**Aim**
Arrange everything from the line containing "# Outline the region of every instance of the racing" down to the line containing "POLYGON ((65 122, 63", both included, as a numbered list with one line per entry and blank lines omitted.
── Exercise data
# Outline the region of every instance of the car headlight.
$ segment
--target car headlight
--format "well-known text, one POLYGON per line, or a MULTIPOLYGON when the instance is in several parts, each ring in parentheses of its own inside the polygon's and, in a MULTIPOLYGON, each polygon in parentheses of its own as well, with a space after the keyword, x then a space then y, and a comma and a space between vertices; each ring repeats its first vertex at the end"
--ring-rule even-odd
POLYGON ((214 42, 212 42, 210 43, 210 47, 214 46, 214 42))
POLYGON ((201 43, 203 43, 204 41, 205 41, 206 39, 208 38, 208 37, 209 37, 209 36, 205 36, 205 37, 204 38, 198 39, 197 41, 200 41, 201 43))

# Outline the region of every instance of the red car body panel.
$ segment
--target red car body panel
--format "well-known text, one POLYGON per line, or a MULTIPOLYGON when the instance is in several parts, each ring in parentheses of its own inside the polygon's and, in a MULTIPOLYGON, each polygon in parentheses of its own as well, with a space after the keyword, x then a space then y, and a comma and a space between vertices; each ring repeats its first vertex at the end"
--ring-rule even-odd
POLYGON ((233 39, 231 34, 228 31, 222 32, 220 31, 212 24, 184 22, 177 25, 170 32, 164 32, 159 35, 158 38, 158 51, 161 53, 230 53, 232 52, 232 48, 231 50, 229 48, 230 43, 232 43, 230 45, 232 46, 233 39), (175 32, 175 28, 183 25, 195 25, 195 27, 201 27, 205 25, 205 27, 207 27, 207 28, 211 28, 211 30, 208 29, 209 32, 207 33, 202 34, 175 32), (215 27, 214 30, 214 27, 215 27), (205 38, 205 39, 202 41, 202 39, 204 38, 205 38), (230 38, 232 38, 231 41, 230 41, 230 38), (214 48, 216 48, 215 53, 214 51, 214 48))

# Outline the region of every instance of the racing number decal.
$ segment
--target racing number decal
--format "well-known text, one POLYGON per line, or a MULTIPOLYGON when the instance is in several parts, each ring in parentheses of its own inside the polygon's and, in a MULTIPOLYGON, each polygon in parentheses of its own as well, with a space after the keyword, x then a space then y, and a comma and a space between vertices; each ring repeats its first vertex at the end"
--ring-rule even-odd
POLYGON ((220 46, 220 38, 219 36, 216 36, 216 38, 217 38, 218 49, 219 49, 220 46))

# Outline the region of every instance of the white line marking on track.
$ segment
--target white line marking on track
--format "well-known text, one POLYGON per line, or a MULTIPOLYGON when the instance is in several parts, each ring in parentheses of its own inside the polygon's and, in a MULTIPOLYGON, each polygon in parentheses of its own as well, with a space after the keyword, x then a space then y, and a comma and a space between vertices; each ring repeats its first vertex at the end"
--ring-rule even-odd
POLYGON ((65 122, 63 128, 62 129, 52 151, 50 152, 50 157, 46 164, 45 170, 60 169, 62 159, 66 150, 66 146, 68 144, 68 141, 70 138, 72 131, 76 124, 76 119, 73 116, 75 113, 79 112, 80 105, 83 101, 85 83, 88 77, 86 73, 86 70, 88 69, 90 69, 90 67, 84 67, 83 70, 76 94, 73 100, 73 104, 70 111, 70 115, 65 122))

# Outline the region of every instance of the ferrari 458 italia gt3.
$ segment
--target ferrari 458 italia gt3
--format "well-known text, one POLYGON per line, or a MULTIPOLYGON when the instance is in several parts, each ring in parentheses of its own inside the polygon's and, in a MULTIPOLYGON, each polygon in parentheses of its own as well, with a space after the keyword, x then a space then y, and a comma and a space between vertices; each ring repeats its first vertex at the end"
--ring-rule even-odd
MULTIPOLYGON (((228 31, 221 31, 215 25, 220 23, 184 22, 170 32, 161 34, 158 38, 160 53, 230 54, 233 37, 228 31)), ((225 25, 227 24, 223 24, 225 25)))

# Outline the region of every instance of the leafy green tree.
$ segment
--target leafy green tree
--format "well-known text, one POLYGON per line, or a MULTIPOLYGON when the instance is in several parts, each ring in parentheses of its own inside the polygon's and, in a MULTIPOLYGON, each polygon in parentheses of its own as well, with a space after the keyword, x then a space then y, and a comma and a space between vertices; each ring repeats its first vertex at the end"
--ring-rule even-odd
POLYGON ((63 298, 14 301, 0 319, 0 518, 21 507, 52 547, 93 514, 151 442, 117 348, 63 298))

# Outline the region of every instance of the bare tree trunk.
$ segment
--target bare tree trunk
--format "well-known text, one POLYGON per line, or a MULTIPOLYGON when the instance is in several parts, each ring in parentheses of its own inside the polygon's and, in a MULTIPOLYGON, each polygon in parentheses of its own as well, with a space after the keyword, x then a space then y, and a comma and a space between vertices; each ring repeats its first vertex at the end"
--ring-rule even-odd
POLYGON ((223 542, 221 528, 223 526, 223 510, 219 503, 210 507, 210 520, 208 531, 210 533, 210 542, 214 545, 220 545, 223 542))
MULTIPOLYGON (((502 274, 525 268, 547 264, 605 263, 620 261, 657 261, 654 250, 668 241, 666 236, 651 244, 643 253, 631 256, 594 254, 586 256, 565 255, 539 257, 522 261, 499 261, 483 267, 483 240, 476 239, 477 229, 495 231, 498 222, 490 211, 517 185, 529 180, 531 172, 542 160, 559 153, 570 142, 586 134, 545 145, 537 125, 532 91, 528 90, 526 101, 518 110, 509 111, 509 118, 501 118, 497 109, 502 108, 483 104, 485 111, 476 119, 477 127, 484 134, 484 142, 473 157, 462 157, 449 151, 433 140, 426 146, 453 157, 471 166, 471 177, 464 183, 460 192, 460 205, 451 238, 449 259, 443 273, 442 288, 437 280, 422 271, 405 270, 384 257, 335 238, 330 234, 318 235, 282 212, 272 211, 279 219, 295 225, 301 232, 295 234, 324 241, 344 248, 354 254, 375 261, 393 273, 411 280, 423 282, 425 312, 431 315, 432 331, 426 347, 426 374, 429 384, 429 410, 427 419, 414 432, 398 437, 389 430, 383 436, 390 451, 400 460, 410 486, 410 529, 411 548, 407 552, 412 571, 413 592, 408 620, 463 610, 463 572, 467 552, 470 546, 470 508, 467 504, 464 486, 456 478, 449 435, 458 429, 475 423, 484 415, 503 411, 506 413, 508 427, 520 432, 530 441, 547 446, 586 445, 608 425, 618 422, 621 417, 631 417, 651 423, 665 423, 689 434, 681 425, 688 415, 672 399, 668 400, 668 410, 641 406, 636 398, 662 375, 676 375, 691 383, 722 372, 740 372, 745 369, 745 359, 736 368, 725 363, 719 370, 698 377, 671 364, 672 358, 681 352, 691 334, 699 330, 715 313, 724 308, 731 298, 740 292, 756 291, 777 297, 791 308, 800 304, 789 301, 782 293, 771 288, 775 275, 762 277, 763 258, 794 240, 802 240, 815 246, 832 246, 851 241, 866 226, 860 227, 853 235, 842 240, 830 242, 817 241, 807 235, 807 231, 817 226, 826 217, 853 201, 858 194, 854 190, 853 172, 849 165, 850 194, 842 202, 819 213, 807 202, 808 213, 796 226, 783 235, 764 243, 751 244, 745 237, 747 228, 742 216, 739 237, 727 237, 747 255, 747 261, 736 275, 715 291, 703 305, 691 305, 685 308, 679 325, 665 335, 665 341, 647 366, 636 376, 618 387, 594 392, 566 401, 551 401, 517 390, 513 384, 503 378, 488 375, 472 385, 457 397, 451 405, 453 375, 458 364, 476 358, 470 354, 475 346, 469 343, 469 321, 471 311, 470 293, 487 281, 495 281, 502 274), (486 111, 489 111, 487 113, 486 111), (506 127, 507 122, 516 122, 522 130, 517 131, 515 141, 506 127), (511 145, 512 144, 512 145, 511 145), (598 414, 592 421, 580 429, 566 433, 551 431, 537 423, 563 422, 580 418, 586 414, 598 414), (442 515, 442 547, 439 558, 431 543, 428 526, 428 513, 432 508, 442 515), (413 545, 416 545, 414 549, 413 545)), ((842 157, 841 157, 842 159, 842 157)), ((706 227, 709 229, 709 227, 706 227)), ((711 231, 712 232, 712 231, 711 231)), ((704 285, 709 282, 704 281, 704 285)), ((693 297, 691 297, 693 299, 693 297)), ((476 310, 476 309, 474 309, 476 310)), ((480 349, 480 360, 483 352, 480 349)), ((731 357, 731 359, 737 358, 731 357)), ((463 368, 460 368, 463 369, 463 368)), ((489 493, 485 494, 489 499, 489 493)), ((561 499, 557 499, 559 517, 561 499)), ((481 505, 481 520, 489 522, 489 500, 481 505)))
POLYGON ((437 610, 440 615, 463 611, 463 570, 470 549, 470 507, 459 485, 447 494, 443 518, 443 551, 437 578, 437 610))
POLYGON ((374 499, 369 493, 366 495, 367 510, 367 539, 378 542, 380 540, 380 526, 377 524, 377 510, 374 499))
────
**Output for this task**
1. # Outline the region of every instance of the racing number decal.
2. $ segment
3. --target racing number decal
4. --format "well-known text, one POLYGON per line, or a MULTIPOLYGON when the instance is in several parts, each ring in parentheses of its own inside the polygon's and, in a MULTIPOLYGON, each polygon in parentheses of its own as well, with a space after the keyword, x then a space then y, and a comma and a space between vertices; each ring repeats its first vertex at the end"
5. --ring-rule even-odd
6. POLYGON ((220 46, 220 38, 219 36, 216 36, 216 38, 217 38, 218 49, 219 49, 220 46))
7. # Outline the region of every instance of the white line marking on track.
8. $ segment
9. --target white line marking on track
10. --format "well-known text, one POLYGON per line, or a MULTIPOLYGON when the instance is in several parts, each ring in parentheses of its own inside the polygon's and, in a MULTIPOLYGON, each polygon in parentheses of its own as well, with a space after the keyword, x then a space then y, and a comma and a space between vertices; each ring repeats its first vertex at the end"
11. --ring-rule even-odd
12. POLYGON ((65 122, 63 128, 62 129, 52 151, 50 152, 50 157, 46 164, 45 170, 60 169, 62 159, 66 150, 66 146, 68 144, 68 141, 70 138, 72 131, 76 124, 76 119, 73 116, 75 113, 79 112, 80 105, 83 101, 85 83, 88 77, 86 73, 86 70, 88 69, 90 69, 90 67, 84 67, 83 70, 76 94, 73 100, 73 104, 70 111, 70 115, 65 122))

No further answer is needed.